**Problem to solve:** Copy the line containing "Query string: chinese characters watermark", then all lines after it up to and including the final line of the material, exactly and without additions.
[Start of Attachment]
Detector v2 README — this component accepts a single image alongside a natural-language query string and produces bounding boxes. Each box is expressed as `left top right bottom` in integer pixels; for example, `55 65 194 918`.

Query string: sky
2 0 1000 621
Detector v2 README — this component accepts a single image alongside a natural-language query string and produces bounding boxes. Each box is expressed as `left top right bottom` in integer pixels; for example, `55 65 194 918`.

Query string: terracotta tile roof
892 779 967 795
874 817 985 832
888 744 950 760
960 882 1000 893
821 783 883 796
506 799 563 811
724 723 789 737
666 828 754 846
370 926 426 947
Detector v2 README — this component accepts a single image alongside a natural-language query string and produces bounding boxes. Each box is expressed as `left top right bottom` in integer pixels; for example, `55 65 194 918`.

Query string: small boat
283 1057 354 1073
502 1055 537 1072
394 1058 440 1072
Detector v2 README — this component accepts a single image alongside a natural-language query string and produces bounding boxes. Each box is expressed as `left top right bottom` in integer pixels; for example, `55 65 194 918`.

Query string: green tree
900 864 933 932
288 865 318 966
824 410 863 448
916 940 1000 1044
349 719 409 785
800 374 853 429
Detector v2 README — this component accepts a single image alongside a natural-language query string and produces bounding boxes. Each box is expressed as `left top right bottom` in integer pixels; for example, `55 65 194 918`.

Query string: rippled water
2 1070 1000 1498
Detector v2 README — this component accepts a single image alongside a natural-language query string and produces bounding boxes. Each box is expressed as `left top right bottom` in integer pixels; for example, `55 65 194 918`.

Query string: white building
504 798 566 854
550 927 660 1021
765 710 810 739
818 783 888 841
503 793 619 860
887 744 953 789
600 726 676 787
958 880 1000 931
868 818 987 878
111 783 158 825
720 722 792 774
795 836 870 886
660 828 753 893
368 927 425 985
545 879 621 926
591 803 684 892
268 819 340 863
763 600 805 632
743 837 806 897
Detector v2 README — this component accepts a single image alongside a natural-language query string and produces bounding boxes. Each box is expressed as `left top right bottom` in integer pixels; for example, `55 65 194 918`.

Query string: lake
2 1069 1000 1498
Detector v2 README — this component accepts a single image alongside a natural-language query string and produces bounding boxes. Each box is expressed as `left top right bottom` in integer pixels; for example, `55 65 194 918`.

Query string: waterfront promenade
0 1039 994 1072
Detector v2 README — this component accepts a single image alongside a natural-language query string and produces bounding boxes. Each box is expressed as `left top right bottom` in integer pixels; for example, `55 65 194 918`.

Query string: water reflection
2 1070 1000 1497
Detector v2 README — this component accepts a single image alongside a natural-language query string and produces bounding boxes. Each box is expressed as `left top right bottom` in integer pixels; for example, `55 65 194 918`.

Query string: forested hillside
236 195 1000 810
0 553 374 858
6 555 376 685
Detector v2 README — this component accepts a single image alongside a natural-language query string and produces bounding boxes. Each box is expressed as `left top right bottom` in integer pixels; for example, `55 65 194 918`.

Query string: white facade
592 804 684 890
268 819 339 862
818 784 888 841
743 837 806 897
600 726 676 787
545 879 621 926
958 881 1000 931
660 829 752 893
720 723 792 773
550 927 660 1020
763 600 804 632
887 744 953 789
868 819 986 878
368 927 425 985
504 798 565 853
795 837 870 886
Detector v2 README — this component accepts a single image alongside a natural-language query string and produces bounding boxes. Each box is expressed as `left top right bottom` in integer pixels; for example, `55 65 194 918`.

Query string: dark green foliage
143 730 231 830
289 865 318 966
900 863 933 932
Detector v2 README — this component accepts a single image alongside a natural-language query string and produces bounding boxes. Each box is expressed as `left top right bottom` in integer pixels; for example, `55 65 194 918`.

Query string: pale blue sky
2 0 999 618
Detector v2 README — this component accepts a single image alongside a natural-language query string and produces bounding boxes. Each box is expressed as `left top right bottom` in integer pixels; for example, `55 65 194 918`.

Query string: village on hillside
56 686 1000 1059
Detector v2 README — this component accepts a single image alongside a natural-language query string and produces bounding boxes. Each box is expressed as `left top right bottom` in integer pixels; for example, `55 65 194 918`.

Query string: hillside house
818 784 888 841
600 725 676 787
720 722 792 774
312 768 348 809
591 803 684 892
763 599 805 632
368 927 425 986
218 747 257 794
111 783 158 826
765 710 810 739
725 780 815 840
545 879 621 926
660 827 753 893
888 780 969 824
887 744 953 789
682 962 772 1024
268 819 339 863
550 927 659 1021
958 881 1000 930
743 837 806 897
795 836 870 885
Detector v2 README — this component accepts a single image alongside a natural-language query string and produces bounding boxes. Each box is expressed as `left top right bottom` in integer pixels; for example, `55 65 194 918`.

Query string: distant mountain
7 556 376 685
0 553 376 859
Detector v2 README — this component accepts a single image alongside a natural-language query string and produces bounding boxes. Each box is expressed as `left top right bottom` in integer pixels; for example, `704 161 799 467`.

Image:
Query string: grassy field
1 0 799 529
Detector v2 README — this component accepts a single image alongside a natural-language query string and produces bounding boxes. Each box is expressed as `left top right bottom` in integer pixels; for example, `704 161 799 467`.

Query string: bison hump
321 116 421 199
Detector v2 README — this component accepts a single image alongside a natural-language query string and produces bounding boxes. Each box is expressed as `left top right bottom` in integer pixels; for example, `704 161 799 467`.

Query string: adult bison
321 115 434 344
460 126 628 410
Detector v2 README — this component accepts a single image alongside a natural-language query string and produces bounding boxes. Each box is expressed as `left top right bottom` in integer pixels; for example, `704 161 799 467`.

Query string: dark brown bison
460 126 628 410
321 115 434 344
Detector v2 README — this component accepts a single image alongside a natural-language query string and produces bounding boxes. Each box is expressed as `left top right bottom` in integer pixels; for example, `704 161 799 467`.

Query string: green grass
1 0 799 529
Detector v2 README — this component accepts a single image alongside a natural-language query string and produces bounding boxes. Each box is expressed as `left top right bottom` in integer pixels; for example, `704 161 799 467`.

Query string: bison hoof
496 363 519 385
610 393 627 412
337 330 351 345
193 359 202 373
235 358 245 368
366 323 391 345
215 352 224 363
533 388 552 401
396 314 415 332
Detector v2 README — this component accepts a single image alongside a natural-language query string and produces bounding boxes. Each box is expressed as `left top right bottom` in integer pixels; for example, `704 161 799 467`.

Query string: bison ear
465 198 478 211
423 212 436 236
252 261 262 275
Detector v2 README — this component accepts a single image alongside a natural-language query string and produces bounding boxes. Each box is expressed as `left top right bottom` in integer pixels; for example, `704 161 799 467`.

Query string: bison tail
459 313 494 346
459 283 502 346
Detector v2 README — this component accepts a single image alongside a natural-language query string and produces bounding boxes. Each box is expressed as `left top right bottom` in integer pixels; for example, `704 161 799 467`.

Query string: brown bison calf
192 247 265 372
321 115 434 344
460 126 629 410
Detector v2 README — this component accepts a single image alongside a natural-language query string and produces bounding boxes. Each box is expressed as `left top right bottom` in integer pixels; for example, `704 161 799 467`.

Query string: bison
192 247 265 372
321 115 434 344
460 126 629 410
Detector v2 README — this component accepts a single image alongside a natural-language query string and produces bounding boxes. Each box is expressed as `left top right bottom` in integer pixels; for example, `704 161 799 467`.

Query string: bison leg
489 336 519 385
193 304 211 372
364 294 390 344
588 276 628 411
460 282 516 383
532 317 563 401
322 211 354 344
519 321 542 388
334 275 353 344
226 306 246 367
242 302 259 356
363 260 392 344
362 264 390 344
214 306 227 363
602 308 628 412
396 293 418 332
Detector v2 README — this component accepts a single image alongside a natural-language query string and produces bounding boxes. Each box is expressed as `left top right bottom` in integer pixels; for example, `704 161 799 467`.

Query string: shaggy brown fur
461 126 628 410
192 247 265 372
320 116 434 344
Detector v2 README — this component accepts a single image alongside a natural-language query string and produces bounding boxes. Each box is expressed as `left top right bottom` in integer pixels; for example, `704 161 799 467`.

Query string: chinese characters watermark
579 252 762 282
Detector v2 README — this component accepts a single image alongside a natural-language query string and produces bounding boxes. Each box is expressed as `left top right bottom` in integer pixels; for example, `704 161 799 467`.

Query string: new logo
[End of Attachment]
**Your solution:**
Query string: chinese characters watermark
579 252 762 282
Detector v2 README — this component accepts a single image alongside a natural-language query string and produces bounding boxes. Each box is expressed as `left top right bottom` in integer pixels; for example, `704 161 799 467`.

Query string: new logo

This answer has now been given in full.